> [Written exercise]: Copy out every line of the entries below word for word, leaving out the pictures.
--- start Record set ---
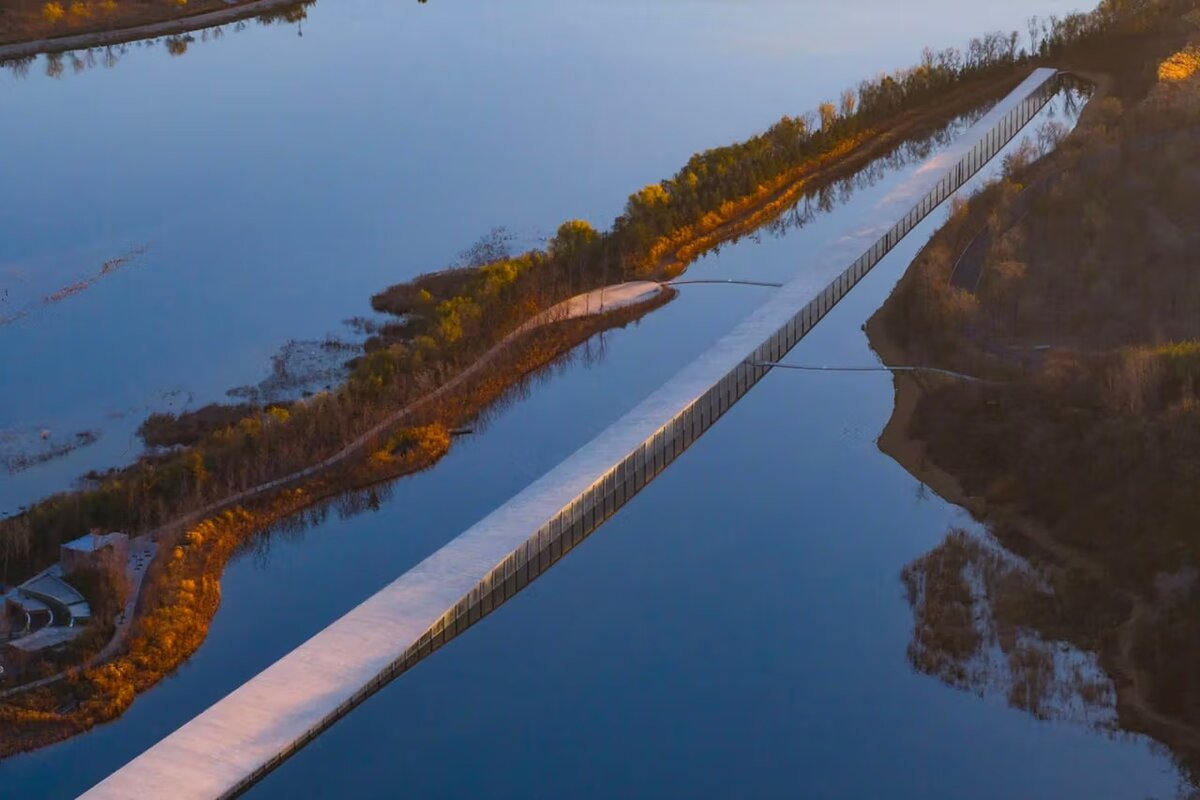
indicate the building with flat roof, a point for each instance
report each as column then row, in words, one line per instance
column 95, row 551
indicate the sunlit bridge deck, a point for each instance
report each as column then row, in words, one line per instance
column 246, row 734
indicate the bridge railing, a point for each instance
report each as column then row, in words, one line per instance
column 616, row 487
column 631, row 474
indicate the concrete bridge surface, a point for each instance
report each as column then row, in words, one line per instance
column 243, row 737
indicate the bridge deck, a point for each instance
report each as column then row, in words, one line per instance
column 238, row 739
--- end Record set ---
> [Answer to this problem]:
indicate the building with flat roof, a point for each instance
report each as column then row, in words, one line per instance
column 95, row 551
indicate the sunlit bridge deck, a point for each instance
report each as column then row, in words, one line per instance
column 246, row 734
indicate the bridge railing, a point for each instance
report each as column then row, in words, one line per instance
column 616, row 487
column 631, row 474
indicate the concrete bridge surface, a point for each instance
report each as column then row, in words, one line per instance
column 243, row 737
indicate the bridge deck, a point for each instance
report each as column then row, in words, one line per instance
column 238, row 739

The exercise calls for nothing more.